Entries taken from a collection

* * * *

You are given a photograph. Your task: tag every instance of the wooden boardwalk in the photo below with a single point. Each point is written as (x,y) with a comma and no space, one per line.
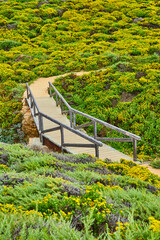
(47,106)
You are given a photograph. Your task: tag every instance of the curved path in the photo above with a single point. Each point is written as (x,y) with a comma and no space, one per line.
(47,105)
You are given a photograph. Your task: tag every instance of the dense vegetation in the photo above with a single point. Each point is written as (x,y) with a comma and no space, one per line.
(45,38)
(54,196)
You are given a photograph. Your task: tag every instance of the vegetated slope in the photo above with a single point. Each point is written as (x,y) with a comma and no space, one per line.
(45,38)
(55,196)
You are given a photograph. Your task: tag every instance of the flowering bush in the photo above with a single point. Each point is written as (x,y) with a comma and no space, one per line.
(91,198)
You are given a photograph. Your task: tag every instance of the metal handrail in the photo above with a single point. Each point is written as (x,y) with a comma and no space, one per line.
(133,138)
(33,105)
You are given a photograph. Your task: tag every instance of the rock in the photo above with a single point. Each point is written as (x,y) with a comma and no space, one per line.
(135,20)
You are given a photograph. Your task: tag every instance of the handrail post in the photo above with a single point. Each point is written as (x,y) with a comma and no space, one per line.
(74,119)
(49,89)
(62,137)
(40,122)
(56,100)
(61,106)
(70,112)
(97,150)
(134,150)
(95,129)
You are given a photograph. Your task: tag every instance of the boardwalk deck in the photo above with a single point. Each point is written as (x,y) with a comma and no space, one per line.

* * * *

» Goal
Turn all the records above into a numbered list with one line per number and no blank lines, leaving out the pictures.

» Right answer
1. You are given a photograph. Your task: tag every instance of the wooden boardwalk in the photo below with a single point. Each point is written as (x,y) with a comma and no space, one per line.
2. (47,106)
3. You are given a photograph. Your task: tag every instance of the curved path in the photo above with a single point. Each point is written as (x,y) with a comma and no space, one per line.
4. (47,105)
5. You are given a photograph. Your task: tag every instance of the dense vegetation in the photo above with a single point. Each point is written as (x,y) with a comma and no space, one per line.
6. (45,38)
7. (54,196)
8. You are given a photograph. Your task: tag every instance of the vegetated slope in the photo above with a single point. Each point is written as (x,y) with a comma and no space, one per line.
9. (45,38)
10. (55,196)
11. You are given a photograph. Your task: tag every instance of the flowering bush in the photo above with a single point. Each point is written as (x,y) with a comma and no space, one per line.
12. (91,198)
13. You are given a photograph. Your task: tag every instance of the metal handrail in the photo above with a single point. Each point is written as (x,y) with a comma and no space, one per line.
14. (133,138)
15. (33,105)
16. You are given a photograph. Your task: tag every instance of the rock in the photo above with a single point. Each point is written as (x,y) with a comma and no space, one per line.
17. (135,20)
18. You are given a photograph. Your task: tag every instance of the handrail post in the photo above with a single point. Each point is written as (x,y) with a comma and no space, one per line.
19. (74,119)
20. (49,89)
21. (62,137)
22. (40,122)
23. (56,100)
24. (61,106)
25. (70,112)
26. (97,150)
27. (134,150)
28. (95,129)
29. You are given a photograph. Your task: tag every instance of the boardwalk deck in the photo above with a single point. Each point is written as (x,y) with a comma and no space, one per line.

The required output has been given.